Recopiez mot pour mot, s'il vous plaît, le passage du texte sur l'éclairage des intérieurs, depuis « Car avant la » jusqu'à « de représentations sociales. » inclus.

::: Extrait du document :::

Le glissement se fait sentir lorsqu’on regarde des peintures comme Après le bal, de Jean-François de Troy où, en 1735, la bougie est encore présente dans l’espace privé, face à l’huile sur toile de 1840 de Prosper Lafaye représentant le pianiste Zimmermann dans son intérieur au Square d’Orléans, où la bougie a disparu de l’intérieur, remplacée par un lustre de lampes à huile suspendu au milieu de la pièce.

Prosper Lafaye, Pierre-Joseph-Guillaume Zimmermann, pianiste, vers 1840, huile sur toile, Versailles, châteaux de Versailles et de Trianon
Prosper Lafaye, Pierre-Joseph-Guillaume Zimmermann, pianiste, vers 1840, huile sur toile, Versailles, châteaux de Versailles et de Trianon

Car avant la seconde moitié du XIXe, l’utilisation quotidienne de la lumière est encore l’apanage des bourgeois et aristocrates qui illuminent leurs hôtels particuliers, ce qui opère un premier pas entre lieu public et lieu privé puisque l’intérieur est un lieu de représentations sociales.

::: Matériel fourni :::

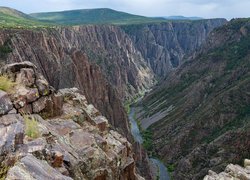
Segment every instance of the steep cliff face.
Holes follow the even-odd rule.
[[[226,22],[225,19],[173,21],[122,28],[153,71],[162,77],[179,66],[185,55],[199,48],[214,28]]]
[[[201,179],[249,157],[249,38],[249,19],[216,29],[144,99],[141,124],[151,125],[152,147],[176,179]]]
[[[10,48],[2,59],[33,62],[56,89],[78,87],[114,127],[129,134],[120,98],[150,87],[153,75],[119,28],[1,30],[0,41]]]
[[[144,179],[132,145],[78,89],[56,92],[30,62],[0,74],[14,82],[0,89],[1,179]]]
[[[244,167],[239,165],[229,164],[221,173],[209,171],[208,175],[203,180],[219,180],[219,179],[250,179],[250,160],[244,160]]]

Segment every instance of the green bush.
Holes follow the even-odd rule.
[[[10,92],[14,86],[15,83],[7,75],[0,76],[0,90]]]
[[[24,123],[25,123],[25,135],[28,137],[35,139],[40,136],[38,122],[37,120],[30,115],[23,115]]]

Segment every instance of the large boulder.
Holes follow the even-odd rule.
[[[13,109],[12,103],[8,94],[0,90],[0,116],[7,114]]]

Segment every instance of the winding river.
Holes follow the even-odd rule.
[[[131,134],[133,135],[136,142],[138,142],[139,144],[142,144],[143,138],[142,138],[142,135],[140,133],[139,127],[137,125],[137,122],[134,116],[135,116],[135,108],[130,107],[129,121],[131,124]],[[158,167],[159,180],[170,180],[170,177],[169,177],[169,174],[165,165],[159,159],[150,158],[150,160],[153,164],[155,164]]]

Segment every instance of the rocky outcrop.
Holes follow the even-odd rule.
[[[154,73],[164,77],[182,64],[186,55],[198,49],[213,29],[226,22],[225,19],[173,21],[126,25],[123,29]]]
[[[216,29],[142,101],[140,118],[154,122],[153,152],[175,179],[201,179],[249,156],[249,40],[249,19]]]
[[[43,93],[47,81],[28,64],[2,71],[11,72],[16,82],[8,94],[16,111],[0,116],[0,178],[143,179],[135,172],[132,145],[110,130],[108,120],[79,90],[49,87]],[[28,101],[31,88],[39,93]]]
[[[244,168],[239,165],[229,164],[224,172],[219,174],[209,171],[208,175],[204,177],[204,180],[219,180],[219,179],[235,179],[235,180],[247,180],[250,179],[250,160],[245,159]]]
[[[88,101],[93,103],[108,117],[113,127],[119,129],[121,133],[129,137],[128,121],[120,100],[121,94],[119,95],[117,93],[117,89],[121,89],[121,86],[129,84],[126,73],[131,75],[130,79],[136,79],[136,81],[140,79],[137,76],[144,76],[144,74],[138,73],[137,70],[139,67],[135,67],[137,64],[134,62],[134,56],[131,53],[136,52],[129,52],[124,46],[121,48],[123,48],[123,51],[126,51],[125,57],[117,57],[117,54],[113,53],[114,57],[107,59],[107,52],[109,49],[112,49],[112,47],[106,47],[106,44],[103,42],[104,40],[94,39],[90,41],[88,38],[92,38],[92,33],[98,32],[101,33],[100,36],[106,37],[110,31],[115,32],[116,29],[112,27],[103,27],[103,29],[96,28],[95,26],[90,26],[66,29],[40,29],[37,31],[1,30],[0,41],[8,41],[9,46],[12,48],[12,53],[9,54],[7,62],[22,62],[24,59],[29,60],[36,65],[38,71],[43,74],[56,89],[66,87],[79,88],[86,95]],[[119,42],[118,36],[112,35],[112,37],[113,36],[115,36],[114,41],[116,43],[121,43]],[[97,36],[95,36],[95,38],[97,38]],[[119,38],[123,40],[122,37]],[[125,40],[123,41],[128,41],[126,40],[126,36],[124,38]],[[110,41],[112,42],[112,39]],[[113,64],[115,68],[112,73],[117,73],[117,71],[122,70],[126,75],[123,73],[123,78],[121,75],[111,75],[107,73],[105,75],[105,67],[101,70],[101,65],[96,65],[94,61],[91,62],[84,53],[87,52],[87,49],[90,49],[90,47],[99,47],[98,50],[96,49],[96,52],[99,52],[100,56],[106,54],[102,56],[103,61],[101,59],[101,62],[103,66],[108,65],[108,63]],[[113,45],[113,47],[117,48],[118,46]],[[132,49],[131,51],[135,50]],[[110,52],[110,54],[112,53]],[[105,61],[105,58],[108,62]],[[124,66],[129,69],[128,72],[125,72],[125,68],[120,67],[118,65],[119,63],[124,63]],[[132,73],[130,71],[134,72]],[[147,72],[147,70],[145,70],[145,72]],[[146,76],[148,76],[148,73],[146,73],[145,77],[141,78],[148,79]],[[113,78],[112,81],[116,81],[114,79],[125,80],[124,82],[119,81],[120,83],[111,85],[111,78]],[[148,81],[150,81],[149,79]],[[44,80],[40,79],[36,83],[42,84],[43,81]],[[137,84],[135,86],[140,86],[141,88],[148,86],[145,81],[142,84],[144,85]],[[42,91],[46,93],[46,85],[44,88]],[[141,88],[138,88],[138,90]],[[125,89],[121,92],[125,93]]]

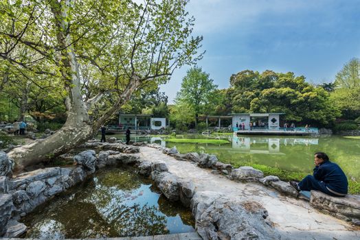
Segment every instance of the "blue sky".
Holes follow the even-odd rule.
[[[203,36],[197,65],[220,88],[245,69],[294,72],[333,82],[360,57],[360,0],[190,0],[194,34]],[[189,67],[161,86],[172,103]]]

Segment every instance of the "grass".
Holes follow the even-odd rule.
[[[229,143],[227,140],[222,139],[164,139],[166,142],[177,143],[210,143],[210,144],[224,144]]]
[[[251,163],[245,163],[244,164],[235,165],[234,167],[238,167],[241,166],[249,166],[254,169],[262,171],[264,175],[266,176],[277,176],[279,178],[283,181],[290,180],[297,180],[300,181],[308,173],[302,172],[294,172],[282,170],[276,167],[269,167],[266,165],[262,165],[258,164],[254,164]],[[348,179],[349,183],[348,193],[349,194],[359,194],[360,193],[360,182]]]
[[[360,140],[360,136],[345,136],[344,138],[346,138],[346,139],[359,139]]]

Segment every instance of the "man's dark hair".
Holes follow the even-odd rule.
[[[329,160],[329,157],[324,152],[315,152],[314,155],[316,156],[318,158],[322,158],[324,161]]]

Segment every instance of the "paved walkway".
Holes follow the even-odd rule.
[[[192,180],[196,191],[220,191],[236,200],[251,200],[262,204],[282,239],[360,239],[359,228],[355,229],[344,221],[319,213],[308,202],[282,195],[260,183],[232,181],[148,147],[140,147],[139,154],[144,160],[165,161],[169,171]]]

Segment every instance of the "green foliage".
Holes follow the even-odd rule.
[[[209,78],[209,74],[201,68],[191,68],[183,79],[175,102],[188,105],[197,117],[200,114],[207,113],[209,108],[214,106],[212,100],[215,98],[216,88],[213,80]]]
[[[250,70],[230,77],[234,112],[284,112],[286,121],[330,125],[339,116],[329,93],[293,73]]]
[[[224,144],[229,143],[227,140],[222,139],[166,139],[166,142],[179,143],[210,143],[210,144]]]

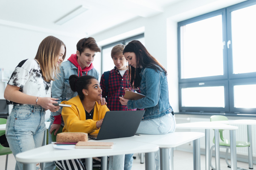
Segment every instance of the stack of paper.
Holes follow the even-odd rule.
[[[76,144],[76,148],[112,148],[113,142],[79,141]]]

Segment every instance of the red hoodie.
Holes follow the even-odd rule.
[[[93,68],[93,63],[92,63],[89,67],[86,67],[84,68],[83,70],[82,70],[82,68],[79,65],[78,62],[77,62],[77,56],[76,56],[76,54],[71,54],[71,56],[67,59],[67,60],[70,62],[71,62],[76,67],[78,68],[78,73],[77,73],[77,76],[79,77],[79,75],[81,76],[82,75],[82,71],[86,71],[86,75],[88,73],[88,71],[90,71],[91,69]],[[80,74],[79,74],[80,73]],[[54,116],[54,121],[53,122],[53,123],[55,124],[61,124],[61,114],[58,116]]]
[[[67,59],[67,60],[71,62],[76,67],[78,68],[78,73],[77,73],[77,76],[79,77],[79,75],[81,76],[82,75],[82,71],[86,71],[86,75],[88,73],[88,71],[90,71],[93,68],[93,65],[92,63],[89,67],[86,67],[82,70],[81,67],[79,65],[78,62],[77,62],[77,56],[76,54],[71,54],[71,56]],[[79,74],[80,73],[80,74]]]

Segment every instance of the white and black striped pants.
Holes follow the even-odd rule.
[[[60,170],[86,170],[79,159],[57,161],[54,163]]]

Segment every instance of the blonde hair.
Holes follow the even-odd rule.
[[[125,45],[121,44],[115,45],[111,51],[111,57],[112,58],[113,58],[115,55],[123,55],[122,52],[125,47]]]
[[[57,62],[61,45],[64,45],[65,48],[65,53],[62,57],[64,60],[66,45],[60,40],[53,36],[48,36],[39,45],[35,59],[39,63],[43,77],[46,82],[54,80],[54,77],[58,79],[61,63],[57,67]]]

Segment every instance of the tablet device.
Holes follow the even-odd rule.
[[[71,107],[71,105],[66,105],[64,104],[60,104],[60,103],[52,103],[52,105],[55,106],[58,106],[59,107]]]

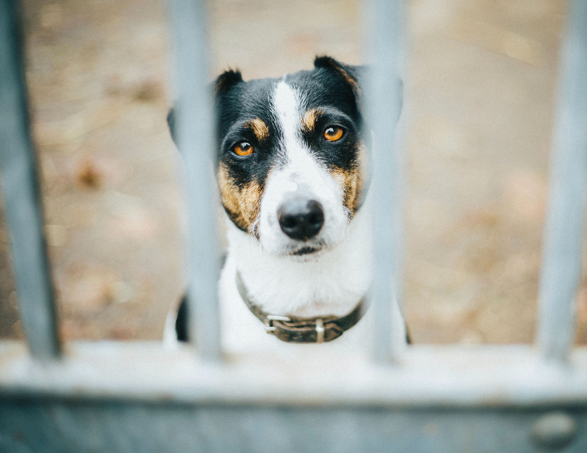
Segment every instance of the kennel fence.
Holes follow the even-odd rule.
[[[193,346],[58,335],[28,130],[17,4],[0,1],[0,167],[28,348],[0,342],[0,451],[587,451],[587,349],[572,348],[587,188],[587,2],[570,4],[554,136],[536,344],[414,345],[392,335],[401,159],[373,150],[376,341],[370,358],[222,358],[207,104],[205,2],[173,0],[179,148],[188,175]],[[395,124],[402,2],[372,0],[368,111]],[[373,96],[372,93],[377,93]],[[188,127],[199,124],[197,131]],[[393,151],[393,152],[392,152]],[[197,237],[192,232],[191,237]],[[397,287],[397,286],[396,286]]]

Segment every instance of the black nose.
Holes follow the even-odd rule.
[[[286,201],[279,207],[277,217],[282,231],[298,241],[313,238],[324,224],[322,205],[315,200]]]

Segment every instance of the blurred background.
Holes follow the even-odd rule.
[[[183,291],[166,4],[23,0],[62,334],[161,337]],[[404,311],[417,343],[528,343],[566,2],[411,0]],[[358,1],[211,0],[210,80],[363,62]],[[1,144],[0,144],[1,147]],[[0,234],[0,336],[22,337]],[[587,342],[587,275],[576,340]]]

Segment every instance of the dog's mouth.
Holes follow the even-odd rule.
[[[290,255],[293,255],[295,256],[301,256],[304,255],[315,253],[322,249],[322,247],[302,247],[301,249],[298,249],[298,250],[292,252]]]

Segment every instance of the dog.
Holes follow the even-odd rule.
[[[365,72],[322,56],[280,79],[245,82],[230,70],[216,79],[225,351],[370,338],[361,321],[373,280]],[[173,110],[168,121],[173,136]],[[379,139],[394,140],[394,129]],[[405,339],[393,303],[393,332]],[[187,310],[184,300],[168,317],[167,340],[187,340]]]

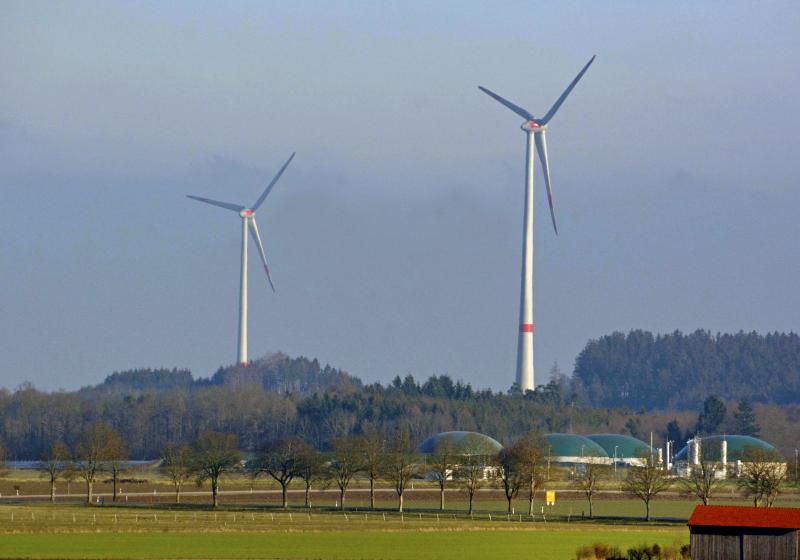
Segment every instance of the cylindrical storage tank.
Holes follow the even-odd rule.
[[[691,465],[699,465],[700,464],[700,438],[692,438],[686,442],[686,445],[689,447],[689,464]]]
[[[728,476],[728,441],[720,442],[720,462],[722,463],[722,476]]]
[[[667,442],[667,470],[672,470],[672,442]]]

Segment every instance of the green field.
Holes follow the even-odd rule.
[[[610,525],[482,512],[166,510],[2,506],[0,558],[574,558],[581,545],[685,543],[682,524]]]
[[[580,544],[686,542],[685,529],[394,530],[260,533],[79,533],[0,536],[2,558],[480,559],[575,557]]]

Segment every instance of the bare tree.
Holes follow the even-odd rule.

:::

# Résultat obtenu:
Car avant la seconde moitié du XIXe, l’utilisation quotidienne de la lumière est encore l’apanage des bourgeois et aristocrates qui illuminent leurs hôtels particuliers, ce qui opère un premier pas entre lieu public et lieu privé puisque l’intérieur est un lieu de représentations sociales.